• [DATA LINES]:

┄┄┄┄┄┄┄┄┄┄

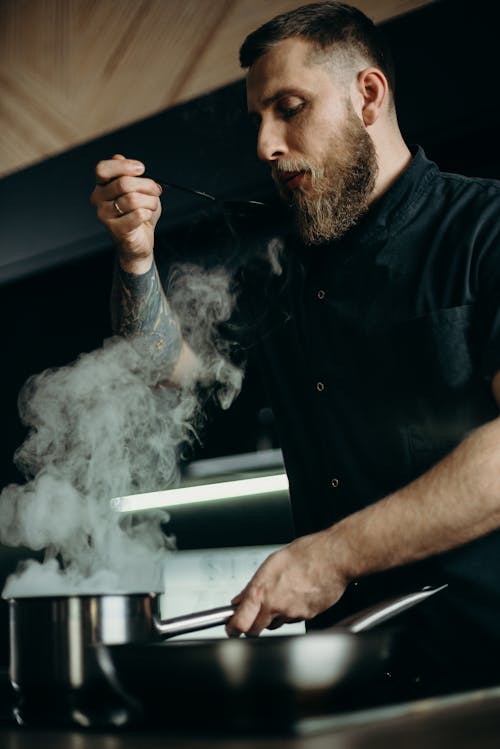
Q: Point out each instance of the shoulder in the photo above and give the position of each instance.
(470, 189)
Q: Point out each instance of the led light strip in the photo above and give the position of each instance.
(190, 495)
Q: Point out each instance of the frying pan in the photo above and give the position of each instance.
(92, 659)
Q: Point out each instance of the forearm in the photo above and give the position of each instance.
(139, 310)
(456, 501)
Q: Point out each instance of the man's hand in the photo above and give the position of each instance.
(298, 582)
(129, 206)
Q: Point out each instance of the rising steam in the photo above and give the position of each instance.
(101, 427)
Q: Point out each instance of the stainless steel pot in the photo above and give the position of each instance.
(53, 639)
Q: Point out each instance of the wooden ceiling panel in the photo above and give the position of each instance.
(72, 70)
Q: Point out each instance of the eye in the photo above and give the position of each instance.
(290, 107)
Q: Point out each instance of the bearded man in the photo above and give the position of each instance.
(381, 350)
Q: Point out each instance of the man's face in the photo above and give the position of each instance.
(322, 159)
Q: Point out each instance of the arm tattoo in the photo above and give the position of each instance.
(139, 310)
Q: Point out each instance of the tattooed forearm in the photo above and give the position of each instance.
(139, 310)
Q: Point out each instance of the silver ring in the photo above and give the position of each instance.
(118, 209)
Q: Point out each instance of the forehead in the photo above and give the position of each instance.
(287, 65)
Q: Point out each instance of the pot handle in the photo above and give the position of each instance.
(181, 625)
(385, 610)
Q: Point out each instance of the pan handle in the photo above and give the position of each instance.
(385, 610)
(181, 625)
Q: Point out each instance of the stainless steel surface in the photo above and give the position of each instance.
(384, 611)
(193, 622)
(94, 658)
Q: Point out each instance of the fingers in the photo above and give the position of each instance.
(247, 618)
(109, 169)
(144, 206)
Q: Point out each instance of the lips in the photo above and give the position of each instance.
(291, 179)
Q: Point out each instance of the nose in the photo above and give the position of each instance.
(271, 143)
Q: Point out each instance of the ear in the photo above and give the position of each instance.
(374, 89)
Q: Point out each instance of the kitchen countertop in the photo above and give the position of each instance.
(470, 719)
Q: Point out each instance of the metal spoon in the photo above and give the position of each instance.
(226, 203)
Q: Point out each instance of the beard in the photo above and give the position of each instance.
(338, 194)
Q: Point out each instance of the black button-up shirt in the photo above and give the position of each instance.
(378, 352)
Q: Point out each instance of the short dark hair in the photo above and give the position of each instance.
(325, 24)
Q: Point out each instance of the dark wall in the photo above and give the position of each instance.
(55, 263)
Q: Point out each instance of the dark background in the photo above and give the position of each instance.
(56, 259)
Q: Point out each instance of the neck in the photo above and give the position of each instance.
(393, 156)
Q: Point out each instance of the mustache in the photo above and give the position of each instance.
(284, 166)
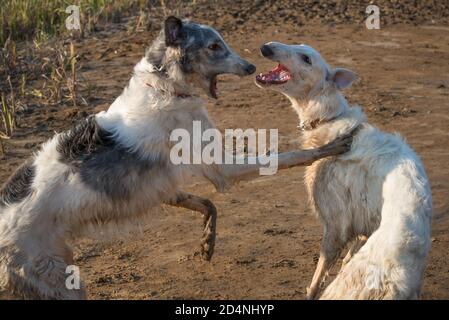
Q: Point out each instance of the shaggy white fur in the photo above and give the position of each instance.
(108, 174)
(378, 190)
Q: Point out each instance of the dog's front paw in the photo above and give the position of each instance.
(208, 242)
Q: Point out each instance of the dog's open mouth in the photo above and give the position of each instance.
(278, 75)
(213, 87)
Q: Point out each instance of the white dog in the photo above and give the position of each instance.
(378, 190)
(114, 168)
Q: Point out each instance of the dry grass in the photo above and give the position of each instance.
(26, 20)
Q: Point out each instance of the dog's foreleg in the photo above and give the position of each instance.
(209, 212)
(252, 165)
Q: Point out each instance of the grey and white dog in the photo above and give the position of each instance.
(113, 169)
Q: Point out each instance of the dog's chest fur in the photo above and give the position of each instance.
(338, 186)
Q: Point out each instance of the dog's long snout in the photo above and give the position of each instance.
(266, 50)
(250, 69)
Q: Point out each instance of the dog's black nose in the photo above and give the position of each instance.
(266, 50)
(250, 69)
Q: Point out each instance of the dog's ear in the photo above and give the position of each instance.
(343, 78)
(172, 28)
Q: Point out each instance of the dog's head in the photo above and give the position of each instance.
(301, 72)
(197, 53)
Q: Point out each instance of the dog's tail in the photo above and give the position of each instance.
(391, 263)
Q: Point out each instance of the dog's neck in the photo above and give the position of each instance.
(148, 110)
(325, 117)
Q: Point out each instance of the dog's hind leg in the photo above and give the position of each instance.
(331, 247)
(355, 246)
(209, 212)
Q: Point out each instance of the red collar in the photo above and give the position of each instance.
(179, 95)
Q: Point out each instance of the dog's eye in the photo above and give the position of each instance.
(214, 47)
(306, 59)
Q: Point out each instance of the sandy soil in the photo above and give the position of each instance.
(268, 240)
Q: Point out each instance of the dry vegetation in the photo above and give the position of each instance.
(36, 47)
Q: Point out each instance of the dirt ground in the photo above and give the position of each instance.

┄┄┄┄┄┄┄┄┄┄

• [WORK REQUIRED]:
Set down every record once more, word for word, without pictures.

• [FINAL RESULT]:
Q: Point out each instance of the shoulder in the photo above and give the position of each instance.
(470, 189)
Q: Point out each instance of the led light strip in the photo above and give the position of each instance.
(190, 495)
Q: Point out each instance of the frying pan in the photo above and give the position of each instance.
(92, 659)
Q: Point out each instance of the forearm in the photo above and give the position of each instance.
(139, 310)
(456, 501)
Q: Point out each instance of the man's hand in the photo above and give the position of each instance.
(298, 582)
(129, 206)
Q: Point out each instance of the rising steam in the photo above and give the position of each instance.
(101, 427)
Q: Point out each instance of the stainless steel pot in the photo above and give the position of each instance.
(53, 639)
Q: Point out each instance of the wooden ceiling panel in the photo above and give the position of each instance.
(72, 70)
Q: Point out each instance of the eye in the photo above and give the position of each instance.
(290, 107)
Q: Point out each instance of the bearded man in the photo above and give the position of each instance.
(381, 350)
Q: Point out each instance of the man's face in the photo above and give the position of each instance.
(322, 159)
Q: Point out each instance of the arm tattoo in the photo above and give the position of each instance.
(139, 310)
Q: Point out each instance of the tattooed forearm in the photo above and give the position of each instance.
(139, 310)
Q: Point out each instance of the silver ring in the photo above and give the position of each instance.
(118, 209)
Q: Point out each instance of the forehead in the photo above and give the position of each instance.
(287, 65)
Q: Point out each instance of the pot handle in the photo above and give the position of each instance.
(181, 625)
(385, 610)
Q: Point out each instance of the pan handle in the photo above and give the position of each instance.
(385, 610)
(181, 625)
Q: Point out each instance of the stainless steel surface in the photo above and give the position of each instance.
(384, 611)
(193, 622)
(94, 658)
Q: Point out each instance of the fingers in the photo above and give the position of each instance.
(247, 618)
(109, 169)
(144, 206)
Q: Point out each instance of the lips in the photo above and give the position of each instance.
(291, 179)
Q: Point out each instance of the nose in the photo above and give the position of each instance.
(271, 143)
Q: Point out each instance of the ear in the photo above and give the position of each instance.
(374, 89)
Q: Point out each instance of the kitchen countertop in the photo above and give the position of each instance.
(470, 719)
Q: Point out each instance of the metal spoon in the photo above and give the position of each instance.
(226, 203)
Q: Point out each instance of the beard in the photo above and give the position of each instance.
(338, 194)
Q: Point out each instance of the black button-up shirt in the photo above and give the position of each instance.
(378, 352)
Q: Point out each instance of the short dark hair in the photo above and give the position of each instance.
(325, 24)
Q: Point out each instance of the dark wall in the photo above and give the position of each instance.
(55, 263)
Q: Point out each instance of the dark background in the photo above and give the position of each instance.
(56, 259)
Q: Point out each instance of the neck in the photo above and give the position of each instance.
(393, 156)
Q: Point out each instance of the mustache in the photo above and give the position of each instance.
(284, 166)
Q: Point out each instance of the shaggy white fur in the photo above and give the position of each instance.
(108, 174)
(378, 190)
Q: Point out each instance of the dog's front paw in the photo above and give the position of each instance.
(208, 242)
Q: Point out each instance of the dog's open mouth in the photo above and give the position of each instance.
(278, 75)
(213, 87)
Q: Point out each instance of the white dog in the photo above and give the position of each instance.
(378, 190)
(114, 168)
Q: Point out each instance of the dry grass in the photo above and give the position of each instance.
(26, 20)
Q: Point out each instance of the dog's foreleg in the photo above and give the position of each instance.
(209, 212)
(252, 165)
Q: Point out each instance of the grey and white dog in the photo above and give the position of each instance.
(113, 169)
Q: Point out each instance of the dog's chest fur in the photo above and give the position of each instance.
(338, 186)
Q: Point out each instance of the dog's long snout in the photo above and give the position of each instance.
(266, 50)
(250, 69)
Q: Point out each instance of the dog's black nose in the photo above and give the position of each instance.
(266, 50)
(250, 69)
Q: Point out each instance of the dog's ear in the photo above and give the position of each instance.
(343, 78)
(172, 28)
Q: Point out each instance of the dog's head in the photo above and give the position of each instance.
(301, 72)
(197, 53)
Q: Point out each instance of the dog's tail in the photo above and give the position of each instance.
(391, 263)
Q: Point out each instance of the dog's neck in the photo above and give the position of each instance.
(148, 110)
(325, 117)
Q: Point out each instance of the dog's hind leg in the photo above and give the position of each instance.
(331, 247)
(355, 246)
(209, 212)
Q: Point out each instance of the red collar in the photo above and give the position of each instance.
(179, 95)
Q: Point out each instance of the dog's eye in the photo above and give the position of each instance.
(214, 47)
(306, 59)
Q: Point out each instance of the sandy soil in the photo above and give the position of each instance.
(268, 240)
Q: Point out each instance of the dry vegetation in the photo above and give the position of each instance.
(36, 47)
Q: Point out each instance of the dirt ground in the photo above and give the position of each instance.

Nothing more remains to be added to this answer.